RECORDS FOR THIS EXERCISE>
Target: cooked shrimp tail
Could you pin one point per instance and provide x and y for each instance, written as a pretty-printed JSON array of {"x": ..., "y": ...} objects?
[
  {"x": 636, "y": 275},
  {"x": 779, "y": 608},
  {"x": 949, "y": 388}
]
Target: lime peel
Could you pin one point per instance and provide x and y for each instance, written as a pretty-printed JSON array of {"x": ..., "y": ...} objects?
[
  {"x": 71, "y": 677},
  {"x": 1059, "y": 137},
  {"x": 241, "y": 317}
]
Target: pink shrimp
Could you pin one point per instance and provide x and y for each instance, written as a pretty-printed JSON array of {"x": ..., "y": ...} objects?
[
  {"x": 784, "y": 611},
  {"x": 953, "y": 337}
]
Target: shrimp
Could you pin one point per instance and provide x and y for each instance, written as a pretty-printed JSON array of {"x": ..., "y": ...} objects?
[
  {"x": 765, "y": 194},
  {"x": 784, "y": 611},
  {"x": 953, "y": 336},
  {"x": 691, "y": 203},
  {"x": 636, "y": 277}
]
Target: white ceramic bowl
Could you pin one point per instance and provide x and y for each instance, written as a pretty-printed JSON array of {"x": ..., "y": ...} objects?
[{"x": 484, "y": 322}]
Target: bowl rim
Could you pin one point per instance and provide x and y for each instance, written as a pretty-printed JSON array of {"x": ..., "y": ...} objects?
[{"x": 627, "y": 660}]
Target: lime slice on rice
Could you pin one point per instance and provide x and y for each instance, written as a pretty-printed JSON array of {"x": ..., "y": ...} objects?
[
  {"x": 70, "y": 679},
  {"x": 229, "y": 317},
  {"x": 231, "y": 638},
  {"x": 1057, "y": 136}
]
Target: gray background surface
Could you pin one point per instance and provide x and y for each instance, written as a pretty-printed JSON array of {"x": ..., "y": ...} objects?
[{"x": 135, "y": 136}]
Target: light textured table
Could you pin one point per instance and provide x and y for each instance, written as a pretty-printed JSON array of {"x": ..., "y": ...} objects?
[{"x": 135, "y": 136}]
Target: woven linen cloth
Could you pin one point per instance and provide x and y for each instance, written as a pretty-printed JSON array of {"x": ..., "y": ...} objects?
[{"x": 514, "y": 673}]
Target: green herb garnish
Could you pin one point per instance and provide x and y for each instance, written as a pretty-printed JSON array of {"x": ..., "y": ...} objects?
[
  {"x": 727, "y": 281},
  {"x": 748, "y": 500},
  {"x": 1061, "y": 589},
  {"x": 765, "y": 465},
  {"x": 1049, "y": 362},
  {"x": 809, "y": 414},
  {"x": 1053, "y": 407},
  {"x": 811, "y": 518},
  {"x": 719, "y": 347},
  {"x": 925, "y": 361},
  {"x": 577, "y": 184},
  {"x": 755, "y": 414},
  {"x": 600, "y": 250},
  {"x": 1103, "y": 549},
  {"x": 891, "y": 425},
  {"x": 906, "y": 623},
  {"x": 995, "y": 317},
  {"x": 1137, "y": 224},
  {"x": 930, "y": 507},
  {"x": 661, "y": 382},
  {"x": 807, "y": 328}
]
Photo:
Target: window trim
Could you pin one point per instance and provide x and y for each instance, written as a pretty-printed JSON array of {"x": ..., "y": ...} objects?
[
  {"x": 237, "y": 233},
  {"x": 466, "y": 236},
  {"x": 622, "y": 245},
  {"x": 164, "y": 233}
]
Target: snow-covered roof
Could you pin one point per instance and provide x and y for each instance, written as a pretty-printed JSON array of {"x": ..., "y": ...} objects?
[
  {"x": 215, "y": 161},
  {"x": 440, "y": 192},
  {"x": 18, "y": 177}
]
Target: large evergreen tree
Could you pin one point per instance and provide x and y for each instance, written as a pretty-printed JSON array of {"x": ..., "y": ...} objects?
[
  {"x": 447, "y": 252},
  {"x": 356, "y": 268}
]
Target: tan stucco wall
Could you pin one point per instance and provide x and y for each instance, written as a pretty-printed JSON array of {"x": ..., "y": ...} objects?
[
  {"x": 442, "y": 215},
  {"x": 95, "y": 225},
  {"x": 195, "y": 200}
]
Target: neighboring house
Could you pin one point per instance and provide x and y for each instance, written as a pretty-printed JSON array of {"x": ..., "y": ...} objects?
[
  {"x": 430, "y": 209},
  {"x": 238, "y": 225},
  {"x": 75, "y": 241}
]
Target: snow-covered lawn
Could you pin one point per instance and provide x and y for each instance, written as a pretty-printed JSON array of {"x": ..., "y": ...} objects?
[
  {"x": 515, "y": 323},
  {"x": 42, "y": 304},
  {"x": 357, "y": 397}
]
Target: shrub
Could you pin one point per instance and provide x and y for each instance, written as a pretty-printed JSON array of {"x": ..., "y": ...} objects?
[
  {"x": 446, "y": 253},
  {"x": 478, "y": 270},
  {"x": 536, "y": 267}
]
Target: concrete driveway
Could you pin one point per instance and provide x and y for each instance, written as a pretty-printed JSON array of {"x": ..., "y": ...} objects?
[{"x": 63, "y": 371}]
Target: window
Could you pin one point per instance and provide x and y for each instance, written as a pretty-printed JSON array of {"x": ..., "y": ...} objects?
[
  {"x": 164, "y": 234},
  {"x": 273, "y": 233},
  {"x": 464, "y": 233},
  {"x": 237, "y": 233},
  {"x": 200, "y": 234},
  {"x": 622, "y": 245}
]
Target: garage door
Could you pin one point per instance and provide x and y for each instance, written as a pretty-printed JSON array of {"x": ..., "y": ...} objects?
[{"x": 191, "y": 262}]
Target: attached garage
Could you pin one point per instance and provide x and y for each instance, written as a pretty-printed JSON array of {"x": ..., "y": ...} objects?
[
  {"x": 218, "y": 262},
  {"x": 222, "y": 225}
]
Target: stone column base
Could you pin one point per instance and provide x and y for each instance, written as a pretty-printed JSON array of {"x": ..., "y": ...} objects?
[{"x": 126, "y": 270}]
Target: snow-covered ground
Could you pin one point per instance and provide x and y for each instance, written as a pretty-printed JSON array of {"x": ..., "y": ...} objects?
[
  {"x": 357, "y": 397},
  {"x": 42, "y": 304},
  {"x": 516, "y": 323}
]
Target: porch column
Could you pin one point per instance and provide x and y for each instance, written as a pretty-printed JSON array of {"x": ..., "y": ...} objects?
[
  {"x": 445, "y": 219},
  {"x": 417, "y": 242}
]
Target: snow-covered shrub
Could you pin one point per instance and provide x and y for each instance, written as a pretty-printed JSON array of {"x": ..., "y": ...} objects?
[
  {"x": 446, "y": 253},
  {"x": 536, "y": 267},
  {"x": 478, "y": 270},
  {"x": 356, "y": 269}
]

TASK DESCRIPTION>
Could you copy out all of the rows above, word for word and unchanged?

SOLUTION TO THE EXERCISE>
Target: cooked shrimp tail
Could you pin one point per instance and provide x and y for each instance, written as a pretty-printed JSON array of {"x": ..., "y": ...} objects?
[
  {"x": 636, "y": 275},
  {"x": 779, "y": 608},
  {"x": 949, "y": 388}
]
Target: lime peel
Could you pin one point per instance and provide x and y for each instance, written as a pretty-printed JSON array of {"x": ..., "y": ...} objects?
[
  {"x": 71, "y": 677},
  {"x": 1059, "y": 137},
  {"x": 241, "y": 317}
]
Target: pink shrimp
Could you pin one point per instance and provide x and y for each instance, written as a pretty-printed JSON array of {"x": ..., "y": ...} objects?
[
  {"x": 784, "y": 611},
  {"x": 953, "y": 337}
]
Target: shrimp
Could you pin one point per instance and provide x and y for each instance, written as a pretty-printed JSON array of {"x": ..., "y": ...} objects?
[
  {"x": 765, "y": 194},
  {"x": 784, "y": 611},
  {"x": 953, "y": 336},
  {"x": 691, "y": 203},
  {"x": 636, "y": 277}
]
Target: white ceramic bowl
Could you pin one point per instance and provide x and y for each instance, written as a pretty-printed JSON array of {"x": ..., "y": ...} objects?
[{"x": 484, "y": 322}]
Target: bowl rim
Could you pin one point per instance and provide x and y for each instance, written as a pretty-printed JSON array of {"x": ..., "y": ...} objects?
[{"x": 627, "y": 660}]
Target: lime slice on rice
Could you pin one point per instance and provide x and y for each instance, written as a pretty-printed JSON array of {"x": ..., "y": ...} objects?
[
  {"x": 70, "y": 679},
  {"x": 229, "y": 317},
  {"x": 231, "y": 638},
  {"x": 1057, "y": 136}
]
Target: gray background surface
Could you pin one point per instance and provide x and y for each instance, written as a pretty-printed JSON array of {"x": ..., "y": ...} objects?
[{"x": 135, "y": 136}]
Target: light textured table
Could you pin one point per instance and provide x and y for each instance, written as a pretty-printed JSON array of {"x": ..., "y": ...} objects?
[{"x": 135, "y": 136}]
Target: woven linen cloth
Could you pin one point per instance and provide x and y for each instance, written as a pretty-printed JSON array of {"x": ..., "y": ...} objects?
[{"x": 514, "y": 673}]
Target: green herb garnish
Could you pin one point per instance and provide x and y for each instance, written as a pretty-printed JSON array of {"x": ..., "y": ...} objects?
[
  {"x": 727, "y": 281},
  {"x": 748, "y": 500},
  {"x": 1061, "y": 589},
  {"x": 765, "y": 465},
  {"x": 1049, "y": 362},
  {"x": 809, "y": 414},
  {"x": 1053, "y": 407},
  {"x": 811, "y": 518},
  {"x": 719, "y": 347},
  {"x": 925, "y": 361},
  {"x": 577, "y": 184},
  {"x": 755, "y": 414},
  {"x": 600, "y": 250},
  {"x": 1103, "y": 549},
  {"x": 891, "y": 425},
  {"x": 906, "y": 623},
  {"x": 995, "y": 317},
  {"x": 1137, "y": 224},
  {"x": 930, "y": 507},
  {"x": 661, "y": 382},
  {"x": 807, "y": 328}
]
Photo:
Target: window trim
Could you pin one point per instance and provide x and y for each instance, written as a pretty-printed JSON array of {"x": ..., "y": ...} objects?
[
  {"x": 237, "y": 233},
  {"x": 466, "y": 236},
  {"x": 622, "y": 245},
  {"x": 164, "y": 233}
]
Target: snow-covered roof
Could you pin one point per instance and provide x and y for each instance, written as a pretty-printed JSON array of {"x": ..., "y": ...} objects?
[
  {"x": 215, "y": 161},
  {"x": 440, "y": 192},
  {"x": 18, "y": 177}
]
Target: large evergreen tree
Could you pin one point per instance and provide x and y for each instance, written as a pretty-printed JSON array of {"x": ..., "y": ...} objects?
[
  {"x": 447, "y": 252},
  {"x": 356, "y": 268}
]
Target: tan stucco wall
Could you pin one point per instance and provide x and y for each instance, written as a pretty-printed JSON array of {"x": ..., "y": ...} objects?
[
  {"x": 442, "y": 215},
  {"x": 95, "y": 225},
  {"x": 195, "y": 200}
]
Target: neighboring house
Could you pin one point per instance and provide x and y for each instance, written as a pretty-printed JSON array of {"x": ..., "y": ...} objects?
[
  {"x": 430, "y": 209},
  {"x": 238, "y": 225},
  {"x": 75, "y": 241}
]
Target: snow-covered lawn
Could you pin one point per instance and provide x and y for each instance, written as a pretty-printed JSON array of {"x": ..., "y": ...} objects?
[
  {"x": 515, "y": 323},
  {"x": 42, "y": 304},
  {"x": 357, "y": 397}
]
Target: shrub
Could you pin one point per instance and provide x and y for each instance, written as a pretty-printed JSON array of {"x": ..., "y": ...} objects?
[
  {"x": 446, "y": 253},
  {"x": 478, "y": 270},
  {"x": 536, "y": 267}
]
Target: concrete driveway
Could you pin one point per instance and provide x and y for each instance, written as a pretty-printed JSON array of {"x": ..., "y": ...} objects?
[{"x": 63, "y": 371}]
Target: window
Could you pin one point per instance and provide x and y for each instance, written as a pretty-printed JSON array of {"x": ..., "y": ...} objects?
[
  {"x": 164, "y": 234},
  {"x": 273, "y": 233},
  {"x": 464, "y": 233},
  {"x": 237, "y": 233},
  {"x": 200, "y": 234},
  {"x": 622, "y": 245}
]
Target: garage door
Could you pin one point per instance and provide x and y for each instance, written as a pretty-printed JSON array of {"x": ..., "y": ...} objects?
[{"x": 191, "y": 262}]
Target: attached garage
Could you pin one point per instance and provide x and y for each instance, written as a pretty-printed JSON array of {"x": ..., "y": ...} objects?
[
  {"x": 218, "y": 262},
  {"x": 222, "y": 225}
]
Target: stone column base
Could you pin one point per instance and provide x and y for each instance, written as a pretty-printed JSON array of {"x": ..., "y": ...} objects?
[{"x": 126, "y": 270}]
Target: snow-covered ground
Could you pin one point per instance and provide x and y for each instance, written as a pretty-printed JSON array of {"x": ..., "y": ...} objects?
[
  {"x": 357, "y": 397},
  {"x": 42, "y": 304},
  {"x": 516, "y": 323}
]
Target: porch column
Could you pin one point per instance and provide x and y for each instance, written as a pretty-printed JSON array of {"x": ..., "y": ...} objects?
[
  {"x": 445, "y": 219},
  {"x": 417, "y": 242}
]
Target: snow-covered shrub
Could you pin one point per instance and provide x and y for each instance, written as a pretty-printed JSON array of {"x": ..., "y": ...} objects?
[
  {"x": 446, "y": 253},
  {"x": 536, "y": 267},
  {"x": 478, "y": 270},
  {"x": 356, "y": 269}
]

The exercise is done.